*** Passage ***
Judiciary Chairman Orrin Hatch (R-Utah) said he plans to try to make available as many of President Bush’s judicial nominees for a full vote by the chamber during this time period.

“I am going to try and move them as quickly as I can and there will be some screaming and shouting,” Hatch said. “But I am just going to try to do my job.”

GOP Senators said they also may consider bringing up bans on human cloning and partial-birth abortion, issues that are likely to spark sharp debates in the chamber, while they are waiting for the budget resolution to get to the Senate floor.

“The Congress needs to do some things,” said Sen. Jeff Sessions (R-Ala.). “For example, on partial-birth abortion, there is overwhelming support for stopping that procedure. I believe the votes are there to pass it, and this might be the opportunity to bring it up.”

“It may be the chance where we do get to do items like partial-birth and cloning,” added Sen. Sam Brownback (R-Kan.).
*** Provided data ***
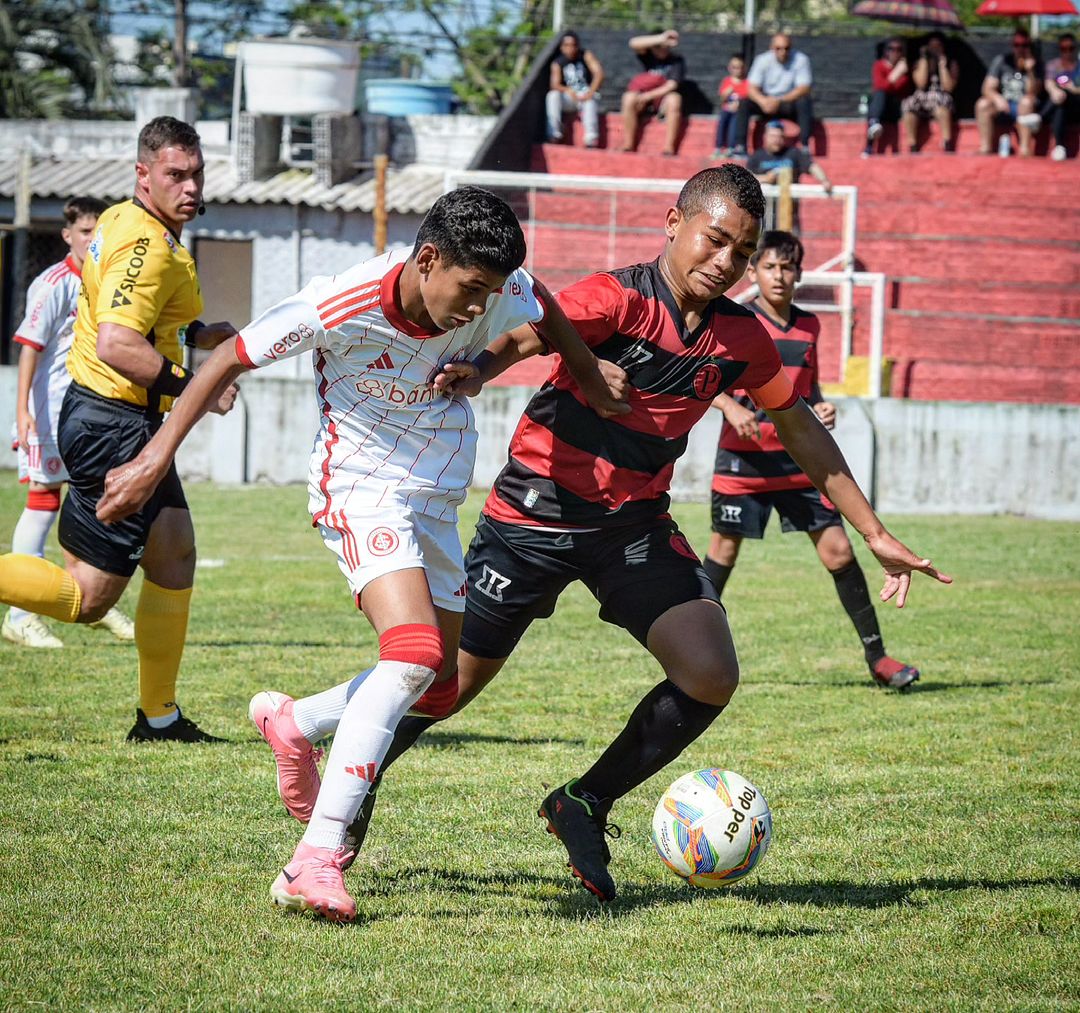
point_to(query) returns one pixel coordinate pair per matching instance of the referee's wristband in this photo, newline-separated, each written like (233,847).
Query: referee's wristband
(171,381)
(190,337)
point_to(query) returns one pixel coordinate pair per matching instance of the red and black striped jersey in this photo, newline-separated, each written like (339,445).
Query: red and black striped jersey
(764,466)
(569,468)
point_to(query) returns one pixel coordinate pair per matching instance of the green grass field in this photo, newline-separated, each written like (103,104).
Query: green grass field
(926,851)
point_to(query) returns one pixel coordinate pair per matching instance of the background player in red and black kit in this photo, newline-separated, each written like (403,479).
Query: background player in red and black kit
(584,498)
(754,472)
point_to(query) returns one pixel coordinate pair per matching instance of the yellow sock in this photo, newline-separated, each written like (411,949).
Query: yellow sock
(38,585)
(161,627)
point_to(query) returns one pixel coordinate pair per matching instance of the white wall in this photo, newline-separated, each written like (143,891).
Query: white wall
(913,457)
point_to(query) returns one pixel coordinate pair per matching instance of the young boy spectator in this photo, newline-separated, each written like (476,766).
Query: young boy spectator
(891,83)
(1063,92)
(1011,91)
(732,91)
(754,472)
(576,78)
(45,336)
(780,84)
(656,89)
(934,76)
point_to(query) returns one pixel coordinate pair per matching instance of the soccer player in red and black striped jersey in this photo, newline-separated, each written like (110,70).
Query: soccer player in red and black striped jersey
(754,473)
(585,498)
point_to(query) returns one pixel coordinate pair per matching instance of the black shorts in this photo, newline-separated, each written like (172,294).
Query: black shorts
(515,575)
(95,435)
(746,515)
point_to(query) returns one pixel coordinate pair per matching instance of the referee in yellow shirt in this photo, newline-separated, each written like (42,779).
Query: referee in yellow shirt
(138,306)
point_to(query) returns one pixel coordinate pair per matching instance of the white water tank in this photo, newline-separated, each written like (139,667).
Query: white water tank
(299,77)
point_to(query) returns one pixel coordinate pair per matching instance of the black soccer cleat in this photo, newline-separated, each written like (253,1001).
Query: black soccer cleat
(893,674)
(581,831)
(356,832)
(181,730)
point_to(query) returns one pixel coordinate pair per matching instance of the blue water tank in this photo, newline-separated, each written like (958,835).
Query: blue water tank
(403,96)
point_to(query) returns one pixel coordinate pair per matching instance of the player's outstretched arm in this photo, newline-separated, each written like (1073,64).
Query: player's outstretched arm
(815,451)
(557,331)
(129,486)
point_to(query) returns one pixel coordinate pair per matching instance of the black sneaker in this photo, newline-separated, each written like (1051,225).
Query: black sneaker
(581,831)
(356,831)
(181,730)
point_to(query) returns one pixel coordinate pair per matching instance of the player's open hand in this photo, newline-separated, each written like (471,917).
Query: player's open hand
(458,378)
(227,401)
(127,488)
(826,412)
(899,563)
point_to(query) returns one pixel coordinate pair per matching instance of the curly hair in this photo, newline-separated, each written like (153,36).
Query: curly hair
(729,180)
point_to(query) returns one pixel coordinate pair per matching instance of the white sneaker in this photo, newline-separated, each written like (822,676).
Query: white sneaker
(117,623)
(29,632)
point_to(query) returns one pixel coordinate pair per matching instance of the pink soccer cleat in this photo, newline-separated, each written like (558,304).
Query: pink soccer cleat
(297,761)
(312,882)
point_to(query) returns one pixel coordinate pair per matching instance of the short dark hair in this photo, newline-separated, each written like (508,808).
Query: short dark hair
(730,180)
(471,227)
(164,132)
(79,206)
(783,244)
***
**Work instructions**
**a)** In the passage about Senate plans, what two bans might GOP senators bring up while they wait for the budget resolution?
**b)** In the passage about Senate plans, shorten the paragraph beginning "GOP Senators said they also may consider" while keeping its main facts.
**c)** Pick up the passage about Senate plans after its final quotation and keep it going.

**Numbered responses**
**a)** Bans on human cloning and partial-birth abortion.

**b)** While waiting for the budget resolution to reach the Senate floor, GOP senators may take up bans on human cloning and partial-birth abortion, which are likely to spark sharp debate.

**c)**
A senior Senate Democratic aide predicted if Republicans try to advance either of these issues it will result in “a long, drawn-out debate” on the Senate floor.

“Several of our Democratic Senators will demand a lot of time to voice their opposition,” said the aide.

While there has been some speculation the GOP will try to quickly address the nation’s energy concerns, new Energy and Natural Resources Chairman Pete Domenici (R-N.M.) said Friday that the bill “won’t be ready in time” for quick consideration.

Republicans said other issues that might receive attention include: faith-based charities, mental health parity, the medical malpractice crisis, racial profiling and helping to reinvigorate the nation’s vaccine industry.